:: Exercise inputs
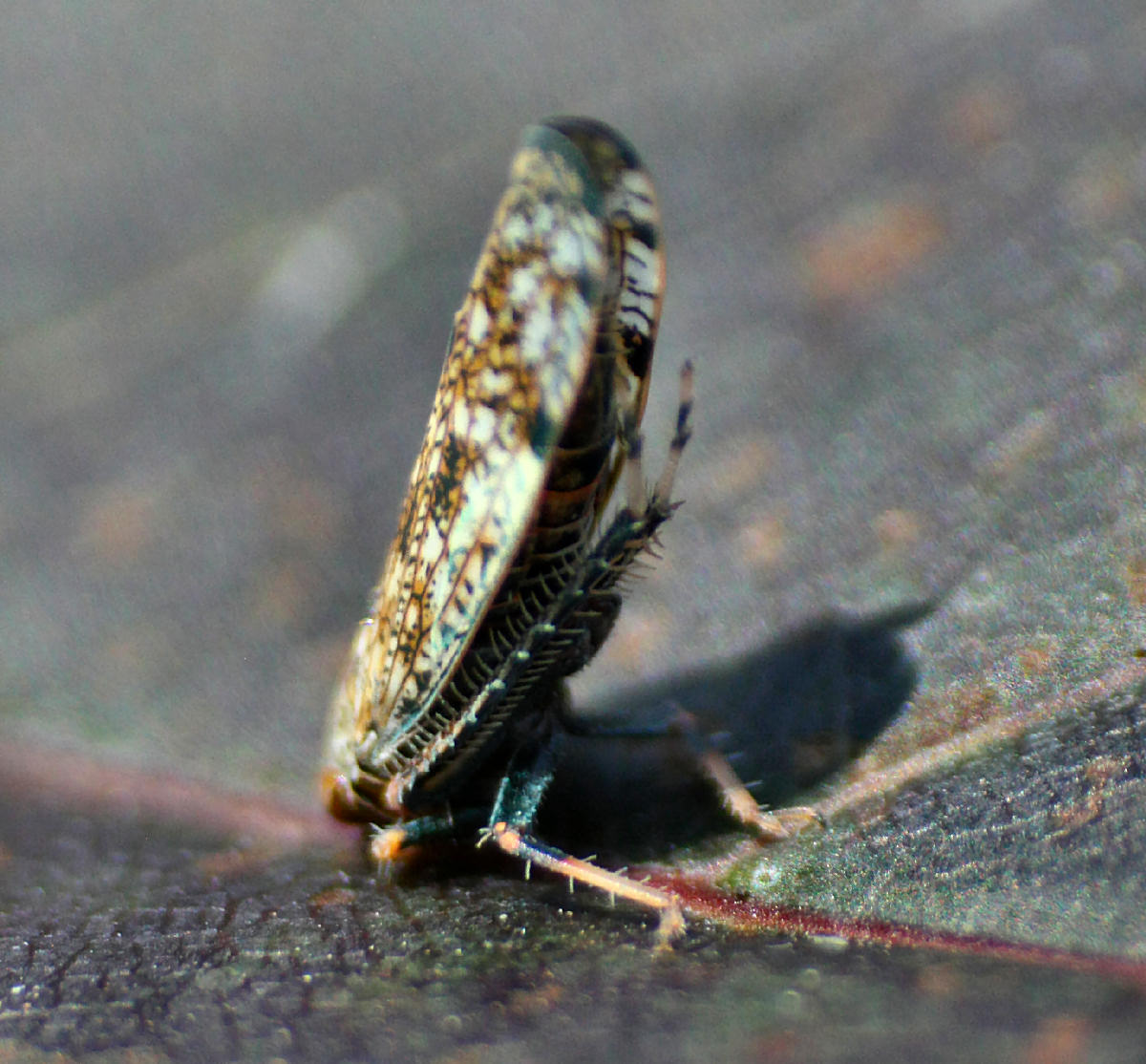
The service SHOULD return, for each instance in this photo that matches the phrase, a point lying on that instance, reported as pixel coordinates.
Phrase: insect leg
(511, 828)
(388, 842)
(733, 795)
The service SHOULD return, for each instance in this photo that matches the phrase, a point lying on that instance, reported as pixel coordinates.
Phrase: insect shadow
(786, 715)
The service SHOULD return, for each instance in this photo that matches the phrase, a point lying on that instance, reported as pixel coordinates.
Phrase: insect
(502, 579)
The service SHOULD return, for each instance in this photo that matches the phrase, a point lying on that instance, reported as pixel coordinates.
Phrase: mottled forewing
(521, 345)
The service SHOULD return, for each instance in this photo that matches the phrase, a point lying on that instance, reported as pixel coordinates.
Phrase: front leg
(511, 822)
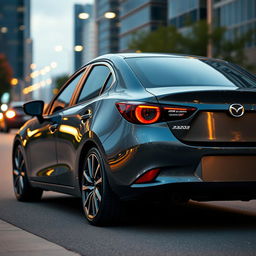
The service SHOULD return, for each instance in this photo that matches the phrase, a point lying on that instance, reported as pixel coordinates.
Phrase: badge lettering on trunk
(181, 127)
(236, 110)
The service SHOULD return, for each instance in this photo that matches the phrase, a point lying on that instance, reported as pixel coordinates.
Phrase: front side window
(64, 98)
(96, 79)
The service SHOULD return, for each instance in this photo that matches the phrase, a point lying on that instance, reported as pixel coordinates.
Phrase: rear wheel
::::
▸ What you need to do:
Give every entry again verbatim, with no pictures.

▸ Solution below:
The service SHOULD return, for each instance in this photo that matches the phrase, a point lying on that instance, reported as pixel coordinates.
Phrase: insect leg
(511, 828)
(388, 842)
(733, 795)
The service SHOULD return, for each instance in this photo that matches the phrase, a point lying on that instance, reported as pixel coordinates.
Phrase: insect shadow
(786, 715)
The service SHOULD return, for each instance in this photo that matches the phrase, a point lying on that instance, reported as pixel coordinates.
Phrase: insect
(502, 579)
The service SHOULD return, for each instance in this photo that matches the phrase, a point lying on that instance, reported as pixel coordinates.
Phrase: mottled forewing
(521, 345)
The service SHOULD return, for each instance in this photo that matches the phrase, a point lying on that instance, reported as pixel coordinates.
Phrase: front leg
(511, 822)
The service SHOULD return, for each instance in this photo that matches the phrase, a point lying on that instance, reported as pixel coordinates.
Phrase: badge lettering on trunk
(181, 127)
(236, 110)
The service SHOULD return, for each instance in this photo that matches the phrase, a point lying on that instance, reported as pixel coordinates.
Phrase: front side window
(64, 98)
(96, 79)
The service SHOULD return, for each instance in this photo that matches the phrase, a point lying on that instance, reported as pixel coordinates.
Phrase: rear wheel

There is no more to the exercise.